» **Data provided**
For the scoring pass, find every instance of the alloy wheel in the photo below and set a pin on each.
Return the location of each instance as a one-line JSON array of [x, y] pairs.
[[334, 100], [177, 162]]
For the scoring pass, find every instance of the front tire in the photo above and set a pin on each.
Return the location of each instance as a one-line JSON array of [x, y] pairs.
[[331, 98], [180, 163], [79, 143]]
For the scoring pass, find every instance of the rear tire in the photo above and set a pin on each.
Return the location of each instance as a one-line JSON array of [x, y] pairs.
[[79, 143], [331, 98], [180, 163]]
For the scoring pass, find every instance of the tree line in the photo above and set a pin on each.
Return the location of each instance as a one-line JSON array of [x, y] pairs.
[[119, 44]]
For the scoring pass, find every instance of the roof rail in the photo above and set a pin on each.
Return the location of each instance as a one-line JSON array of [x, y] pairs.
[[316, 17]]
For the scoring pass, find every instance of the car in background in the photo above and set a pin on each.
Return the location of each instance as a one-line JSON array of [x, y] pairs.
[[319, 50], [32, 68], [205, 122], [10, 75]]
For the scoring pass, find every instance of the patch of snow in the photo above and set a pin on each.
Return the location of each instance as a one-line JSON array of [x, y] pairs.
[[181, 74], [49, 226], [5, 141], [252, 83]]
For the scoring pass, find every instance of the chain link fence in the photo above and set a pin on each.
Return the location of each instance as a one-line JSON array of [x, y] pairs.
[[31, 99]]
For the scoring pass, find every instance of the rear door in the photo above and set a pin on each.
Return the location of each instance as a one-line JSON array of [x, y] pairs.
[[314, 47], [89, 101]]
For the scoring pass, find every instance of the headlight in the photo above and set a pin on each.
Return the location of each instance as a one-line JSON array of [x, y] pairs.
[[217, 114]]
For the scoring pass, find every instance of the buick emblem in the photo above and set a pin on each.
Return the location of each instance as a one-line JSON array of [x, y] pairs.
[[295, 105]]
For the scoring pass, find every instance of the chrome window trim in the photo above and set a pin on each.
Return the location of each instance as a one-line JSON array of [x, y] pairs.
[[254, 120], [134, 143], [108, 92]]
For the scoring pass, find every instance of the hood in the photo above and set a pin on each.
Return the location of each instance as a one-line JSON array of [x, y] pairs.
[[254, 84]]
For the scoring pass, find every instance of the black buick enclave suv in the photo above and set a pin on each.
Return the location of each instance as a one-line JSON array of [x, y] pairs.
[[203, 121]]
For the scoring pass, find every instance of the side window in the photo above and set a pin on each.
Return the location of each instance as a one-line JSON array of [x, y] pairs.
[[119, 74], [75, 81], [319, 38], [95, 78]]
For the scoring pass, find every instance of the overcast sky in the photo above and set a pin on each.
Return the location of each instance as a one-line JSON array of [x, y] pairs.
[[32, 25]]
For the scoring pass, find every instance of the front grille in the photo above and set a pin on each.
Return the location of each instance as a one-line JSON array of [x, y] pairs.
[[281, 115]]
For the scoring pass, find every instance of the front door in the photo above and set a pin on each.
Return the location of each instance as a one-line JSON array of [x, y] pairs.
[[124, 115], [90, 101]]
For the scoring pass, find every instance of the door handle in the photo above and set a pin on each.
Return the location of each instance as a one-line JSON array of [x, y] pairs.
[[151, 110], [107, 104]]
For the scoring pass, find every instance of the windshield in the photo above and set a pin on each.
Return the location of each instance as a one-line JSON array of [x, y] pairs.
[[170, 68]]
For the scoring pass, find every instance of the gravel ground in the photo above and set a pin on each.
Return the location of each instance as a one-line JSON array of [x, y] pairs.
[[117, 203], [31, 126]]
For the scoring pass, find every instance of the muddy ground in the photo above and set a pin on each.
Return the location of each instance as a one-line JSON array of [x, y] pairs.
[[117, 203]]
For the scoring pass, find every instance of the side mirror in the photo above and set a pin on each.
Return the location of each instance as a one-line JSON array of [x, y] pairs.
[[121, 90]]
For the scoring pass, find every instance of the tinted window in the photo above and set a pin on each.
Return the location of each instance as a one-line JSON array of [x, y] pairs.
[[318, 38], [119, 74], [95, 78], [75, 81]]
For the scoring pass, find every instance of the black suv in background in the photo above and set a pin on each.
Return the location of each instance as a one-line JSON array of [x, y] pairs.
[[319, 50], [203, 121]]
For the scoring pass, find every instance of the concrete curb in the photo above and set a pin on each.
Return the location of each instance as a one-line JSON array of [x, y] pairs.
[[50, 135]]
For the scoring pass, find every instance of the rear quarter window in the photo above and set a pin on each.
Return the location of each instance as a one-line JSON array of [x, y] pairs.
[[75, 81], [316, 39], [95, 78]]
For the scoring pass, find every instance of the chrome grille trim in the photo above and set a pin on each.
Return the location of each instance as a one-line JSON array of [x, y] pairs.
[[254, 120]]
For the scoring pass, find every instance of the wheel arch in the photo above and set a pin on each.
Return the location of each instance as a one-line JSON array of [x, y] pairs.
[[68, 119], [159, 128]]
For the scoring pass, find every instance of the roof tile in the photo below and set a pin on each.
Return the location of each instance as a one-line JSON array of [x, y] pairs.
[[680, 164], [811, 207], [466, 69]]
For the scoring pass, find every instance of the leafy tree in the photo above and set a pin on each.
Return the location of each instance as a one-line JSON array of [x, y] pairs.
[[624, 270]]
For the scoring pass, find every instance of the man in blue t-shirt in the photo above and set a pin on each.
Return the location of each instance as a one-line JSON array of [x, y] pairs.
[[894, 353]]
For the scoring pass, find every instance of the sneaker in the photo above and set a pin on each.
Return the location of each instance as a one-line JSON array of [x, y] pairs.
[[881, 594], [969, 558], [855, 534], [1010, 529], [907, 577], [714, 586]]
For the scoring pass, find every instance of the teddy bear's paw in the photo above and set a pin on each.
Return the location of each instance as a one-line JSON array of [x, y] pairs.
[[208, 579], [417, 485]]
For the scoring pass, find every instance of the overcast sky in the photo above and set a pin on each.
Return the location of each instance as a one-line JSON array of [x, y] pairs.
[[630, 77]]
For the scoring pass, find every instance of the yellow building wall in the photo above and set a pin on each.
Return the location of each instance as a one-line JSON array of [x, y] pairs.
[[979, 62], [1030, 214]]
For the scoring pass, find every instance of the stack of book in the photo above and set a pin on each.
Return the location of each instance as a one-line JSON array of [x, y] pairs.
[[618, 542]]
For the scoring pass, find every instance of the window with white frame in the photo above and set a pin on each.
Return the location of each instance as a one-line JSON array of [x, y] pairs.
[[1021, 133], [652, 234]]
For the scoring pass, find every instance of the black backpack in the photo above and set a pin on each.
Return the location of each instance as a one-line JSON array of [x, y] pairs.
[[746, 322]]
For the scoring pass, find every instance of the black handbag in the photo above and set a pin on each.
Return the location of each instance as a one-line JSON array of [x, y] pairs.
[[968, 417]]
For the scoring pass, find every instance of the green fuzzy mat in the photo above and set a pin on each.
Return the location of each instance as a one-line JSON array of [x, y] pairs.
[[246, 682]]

» **What is needed**
In the items above, switch "scoring pass" to "review pass" and leave everything else as it is.

» **Reply to the exercise**
For the review pass, find every instance of the alloy wheel in the photo below and set a pin on each.
Return the location of each instance as a one-line JSON array of [x, y] pairs.
[[334, 100], [177, 162]]
For the review pass, find every instance of the front tire in the photo above and set a pin on each.
Return the location of each instance as a one-line JSON array of [x, y] pairs.
[[331, 98], [180, 163], [79, 143]]
For the review pass, find every instance of the rear tire in the photo above and set a pin on each.
Return the location of each instance as a one-line JSON array of [x, y] pairs.
[[79, 143], [331, 98], [180, 163]]
For the review pass, find every instance of the tree line in the photo above and set a pin on each.
Return the location of each instance as a one-line JSON array of [x, y] pairs.
[[119, 44]]
For the review pass, find every instance of the roof rail in the photo above and set a pin on each.
Return the location of each instance as a one-line JSON array of [x, y] pairs.
[[316, 17]]
For the review pass, find every instance of the car in background in the photo above and set a pin on each.
Return the location of each instance as a one-line JSON array of [x, y] pairs.
[[319, 50], [32, 68], [205, 122], [10, 75]]
For the review pass, find every instance of the patch of snow in the photo above and set a pin on each.
Return the location of each instance as a one-line JSON array of [x, y] pairs.
[[181, 74], [49, 226], [5, 141], [252, 83]]
For the review pass, find every instance of the chain link fence in the photo above and set a pin on each.
Return the location of each instance as a one-line JSON array of [x, y] pairs.
[[31, 99]]
For the review pass, find every instance of the rear door in the photo above and set a pin on each.
Return the location of each instance as a one-line JSON array of [x, y] pairs.
[[314, 47], [89, 101]]
For the review pass, find every instance of the headlight in the photo above and set a pin on each.
Return the location of each instance as a one-line JSON array of [x, y] pairs.
[[217, 114]]
For the review pass, find every instance of the buick emblem in the photo above and set a pin on each.
Return the location of each instance as a one-line JSON array of [x, y] pairs.
[[295, 105]]
For the review pass, find every instance of the chrome window trim in the photo above and set a pin on each.
Return the location of each instance as a one-line JSON array of [x, y] pairs.
[[254, 120], [134, 143], [108, 92]]
For the review pass, find every instance of the hood in the photo above and set a pin on each.
Return the location of each instance as a one-line JSON array of [x, y] pairs.
[[254, 84]]
For the review pass, find every instance of the black buick enclave suv in the photo above and set a pin on each.
Return the location of each instance as a one-line JSON array of [x, y] pairs.
[[203, 121]]
For the review pass, find every instance of the side window in the photo above and set a pin on each.
Return the location of each instance as a one-line JSON array of [x, y] pairs.
[[119, 74], [75, 81], [319, 38], [95, 78]]
For the review pass, find every instance of the overcast sky in the photo above and set a pin on each.
Return the location of each instance as a one-line JSON array of [x, y] pairs.
[[32, 25]]
For the review pass, find every instance of the front grille in the photo above and set a pin on each.
Return the location of each instance as a one-line JSON array of [x, y] pairs.
[[281, 115]]
For the review pass, find every instance of the front door in the photo above and set a pin on each.
Return the location of each instance as a one-line JSON array of [x, y] pairs.
[[124, 115], [90, 101]]
For the review pass, find every instance of the door handle in the photo above and set a pin on each.
Return the location of each instance as a one-line JSON array of [x, y] pairs.
[[151, 110], [107, 104]]
For the review pass, find every instance of the windshield in the photo above and set a pin on each.
Return the location of each instance as a one-line JSON array of [x, y] pairs.
[[170, 68]]
For the review pass, find every instance of the gravel ground in the photo above and set a pin on each.
Return the location of each instance as a one-line JSON array of [x, y] pairs.
[[117, 203], [31, 126]]
For the review pass, find every instance of the muddy ground in the photo above and set a pin on each.
Return the location of each instance as a one-line JSON array of [x, y] pairs.
[[117, 203]]
For the review pass, find every instance of the side mirror in the photo above and set a pin on each.
Return the location of each instance as a one-line JSON array of [x, y] pairs.
[[121, 90]]
For the review pass, find every instance of the tinted window in the photo above and set a pin on each.
Return the location of each instance as a one-line JSON array of [x, y] pairs.
[[318, 38], [119, 74], [95, 78], [75, 81]]
For the review pass, find every instance of the black suv in background in the photo above and set a pin on each.
Return the location of each instance as a one-line JSON array of [x, y] pairs.
[[319, 50], [203, 121]]
For the review pass, find every instance of the concrete curb in the photo above and set a pin on each.
Return the location of each instance as a one-line JSON array of [x, y] pairs.
[[50, 135]]
For the review pass, find every instance of the rear quarter window in the photo above and set a pin on each.
Return the location of each instance as a one-line JSON array of [x, y] pairs.
[[75, 81], [316, 39], [95, 78]]
For the review pass, find every instance of the chrome grille trim in the photo above and set a pin on each.
Return the location of each instance as a one-line JSON array of [x, y] pairs.
[[254, 120]]
For the review pass, find every instance of the wheel arch in the photo above and set a pin on each.
Return the location of each instance as a one-line JSON array of [x, y] pairs.
[[68, 119], [159, 128]]
For the review pass, find every instance of the roof tile in the photo below and set a pin on each.
Return the location of each instance as a one-line JSON array of [x, y] pairs.
[[680, 164], [811, 207], [466, 69]]
For the review pass, find every instance of the leafy tree in the photo above and set a pin on each.
Return the location of each instance as a one-line JSON array of [x, y] pairs.
[[624, 270]]
For the review pass, find every instance of the man in blue t-shirt in the photo above and set a pin on each.
Return the location of each instance as a one-line JSON array of [x, y] pairs.
[[894, 353]]
For the review pass, find every instance of the sneaker in the photo above and set a pin on each.
Return the location of each instance as a one-line JSON array of [x, y] pairs.
[[881, 594], [969, 558], [855, 534], [1010, 529], [907, 577], [714, 586]]
For the review pass, find every instance of the teddy bear's paw in the photo above and set a pin on each.
Return the location of each instance as a one-line JSON array of [x, y] pairs.
[[208, 579], [417, 485]]
For the review pass, find every instance of the overcast sky in the photo above and set a pin on each.
Return the location of each instance as a one-line JSON array of [x, y] pairs.
[[630, 77]]
For the review pass, find every instance of the yellow building wall in the photo above and set a pin on each.
Return the location of each instance as a one-line JSON array of [x, y] pairs.
[[979, 62], [1030, 214]]
For the review pass, find every instance of the stack of book in the photo above and set a pin on each.
Return the location of each instance as a one-line JSON array of [x, y] pairs.
[[618, 542]]
For the review pass, find every instance of the window with white frame in the photo above and set a pin on each.
Return the location of each instance as a one-line JSON array of [x, y] pairs.
[[1021, 133], [652, 234]]
For the review pass, find every instance of the black backpack in the photo above and set a pin on each.
Return the location of each instance as a one-line JSON array of [x, y] pairs.
[[746, 322]]
For the review pass, find every instance of the black handbag in the photo above and set a pin on each.
Return the location of each instance as a one-line JSON array of [x, y] pairs.
[[968, 417]]
For the review pass, find every instance of the green fuzzy mat in the photo above and set a pin on each.
Return the location of each instance as a one-line JSON array of [x, y] pairs.
[[246, 682]]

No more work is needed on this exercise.